What are the two main lines of research named in the text on machine learning in metaheuristic algorithms?

▶ TEXT FOR ANALYSIS:
══════════

On the other hand, when looking for the contributions of machine learning techniques in metaheuristic algorithms, two main lines of research can be distinguished. The first line of research corresponds to specific integrations. In these integrations, machine learning techniques are integrated through a specific operator in one of the modules that establish the metaheuristic. The second line of research explores general integrations, where the machine learning techniques work as a selector of different metaheuristic algorithms, therein choosing the most appropriate for each instance. A metaheuristic, in addition to its evolution mechanism, usually uses solution initiation operators, solution perturbation, population management, binarization, the tuning of parameters, and local search operators, among others. The specific integrations explore the machine learning application on some of these operators. For the case of parameter tuning in [56], the parameter tuning of a chess rating system was implemented. Based on decision trees and using fuzzy logic, a semiautomatic parameter tuning algorithm was designed in [57]. Another relevant area of research is related to the design of binary versions of algorithms that work naturally in continuous spaces. This line of research aims to apply these binary versions in combinatorial problems. In this area, we find in [2] the application of unsupervised learning techniques to perform the binarization process. In [29], the percentile concept was explored in the process of generating binary algorithms. Additionally, in [17], the big data Apache spark framework was applied to manage the size of the solution population to improve the convergence times and quality of results. The randomness mechanism is frequently used for the initialization of the solutions of a metaheuristic. However, machine learning has been used to improve the solution initialization stage. In [58], case-based reasoning was used to initialize a genetic algorithm and apply it to the weighted-circle design problem. Hopfield neural networks were used in [59] to initiate solutions of a genetic algorithm that was used to solve an economic dispatch problem.

══════════

▶ DATA FOR REVIEW:
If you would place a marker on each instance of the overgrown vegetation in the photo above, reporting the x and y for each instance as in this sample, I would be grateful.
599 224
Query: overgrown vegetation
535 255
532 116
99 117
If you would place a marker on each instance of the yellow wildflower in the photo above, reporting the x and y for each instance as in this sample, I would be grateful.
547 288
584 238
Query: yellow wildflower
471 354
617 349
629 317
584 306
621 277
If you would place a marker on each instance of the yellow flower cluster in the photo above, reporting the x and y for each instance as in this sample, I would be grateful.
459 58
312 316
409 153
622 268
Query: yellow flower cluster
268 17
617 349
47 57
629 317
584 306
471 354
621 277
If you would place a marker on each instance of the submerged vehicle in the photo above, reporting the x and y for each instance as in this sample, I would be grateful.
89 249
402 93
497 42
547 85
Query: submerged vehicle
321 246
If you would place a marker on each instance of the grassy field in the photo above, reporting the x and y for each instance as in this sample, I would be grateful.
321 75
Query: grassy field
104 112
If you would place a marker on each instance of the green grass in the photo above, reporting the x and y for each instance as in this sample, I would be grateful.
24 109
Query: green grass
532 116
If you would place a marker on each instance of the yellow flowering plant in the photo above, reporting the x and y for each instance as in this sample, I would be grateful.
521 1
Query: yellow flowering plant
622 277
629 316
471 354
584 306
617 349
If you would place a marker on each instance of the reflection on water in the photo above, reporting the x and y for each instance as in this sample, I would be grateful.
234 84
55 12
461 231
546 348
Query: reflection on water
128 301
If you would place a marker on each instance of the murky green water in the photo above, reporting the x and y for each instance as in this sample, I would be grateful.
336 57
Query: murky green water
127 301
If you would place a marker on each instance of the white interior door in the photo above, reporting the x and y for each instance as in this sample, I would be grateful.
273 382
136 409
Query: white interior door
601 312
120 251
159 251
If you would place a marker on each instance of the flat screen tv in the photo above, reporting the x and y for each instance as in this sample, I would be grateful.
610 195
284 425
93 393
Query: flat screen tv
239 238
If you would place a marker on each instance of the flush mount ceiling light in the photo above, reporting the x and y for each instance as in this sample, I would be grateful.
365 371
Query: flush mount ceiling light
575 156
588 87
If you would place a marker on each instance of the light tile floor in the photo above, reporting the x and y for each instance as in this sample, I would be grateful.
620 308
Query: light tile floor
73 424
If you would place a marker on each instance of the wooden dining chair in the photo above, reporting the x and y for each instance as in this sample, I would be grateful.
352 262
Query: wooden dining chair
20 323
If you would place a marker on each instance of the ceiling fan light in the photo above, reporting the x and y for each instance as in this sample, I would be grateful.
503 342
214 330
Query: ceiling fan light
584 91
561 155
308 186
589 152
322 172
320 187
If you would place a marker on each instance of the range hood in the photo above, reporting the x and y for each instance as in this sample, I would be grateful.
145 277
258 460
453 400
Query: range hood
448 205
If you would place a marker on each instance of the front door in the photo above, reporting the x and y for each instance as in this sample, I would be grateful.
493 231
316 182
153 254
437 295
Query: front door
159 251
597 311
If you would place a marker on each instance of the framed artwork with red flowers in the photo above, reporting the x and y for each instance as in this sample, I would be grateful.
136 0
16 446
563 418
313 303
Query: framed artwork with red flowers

══════════

▶ ANSWER TO THE EXERCISE:
Specific integrations and general integrations.